→ **Dataset**
◆ ◆ ◆ ◆ ◆
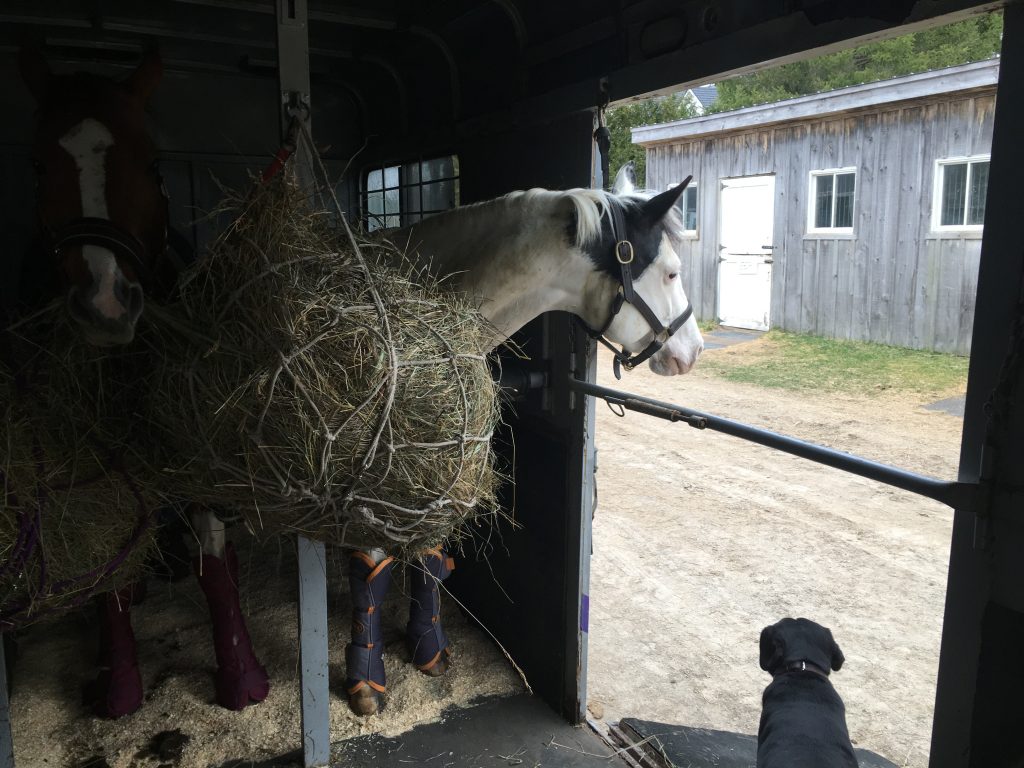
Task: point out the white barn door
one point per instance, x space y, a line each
◆ ◆ ◆ ◆ ◆
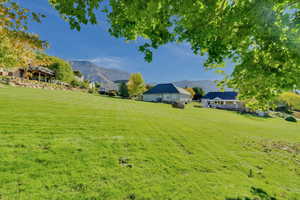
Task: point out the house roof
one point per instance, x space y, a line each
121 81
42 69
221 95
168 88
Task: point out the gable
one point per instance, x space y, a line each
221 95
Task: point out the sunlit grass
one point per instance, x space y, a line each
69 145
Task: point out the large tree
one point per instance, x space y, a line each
◆ ◆ ◆ ◆ ◆
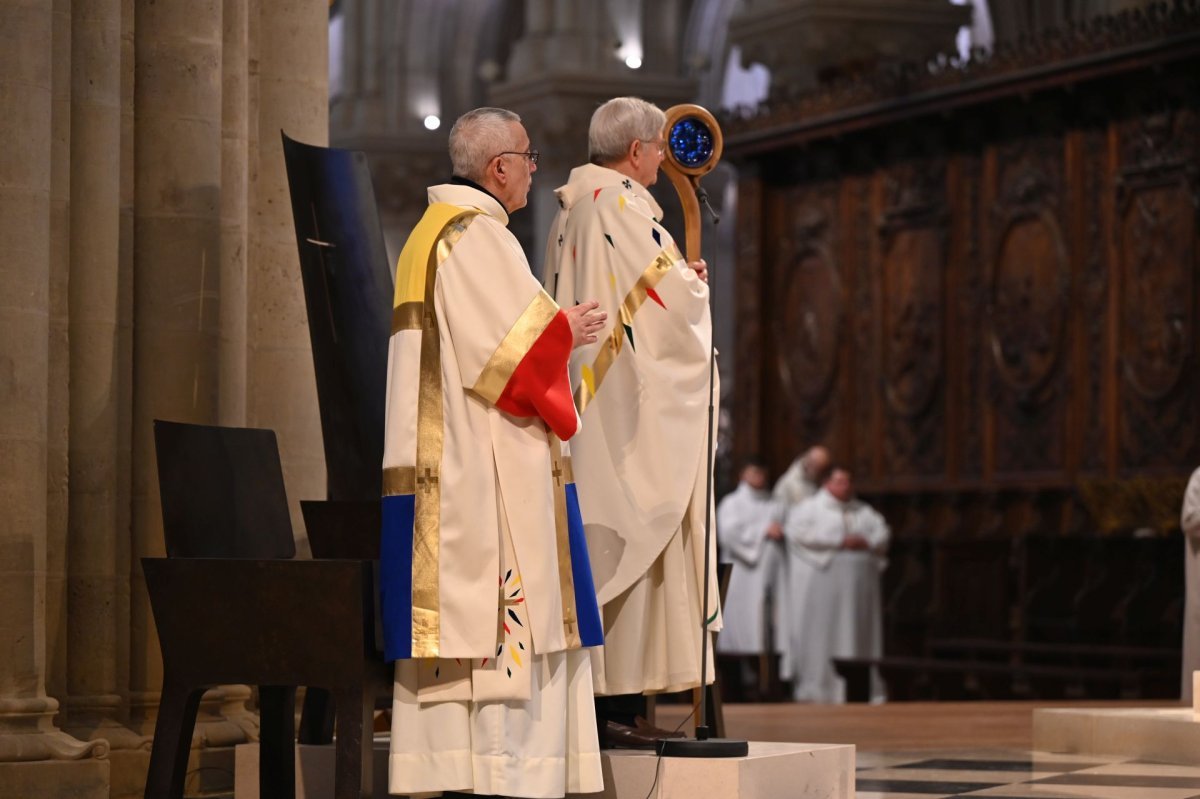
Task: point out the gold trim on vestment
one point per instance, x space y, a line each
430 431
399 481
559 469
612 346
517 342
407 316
◆ ◆ ◆ ◆ ◆
→ **Exercise**
Please go through the data above and copy each line that has the word "Task".

→ **Solution below**
Task: point out the white barn door
Task: point out the house roof
Task: point out the gable
Task: point out the sunlit grass
Task: point out the large tree
Task: point out the gold trim on vestment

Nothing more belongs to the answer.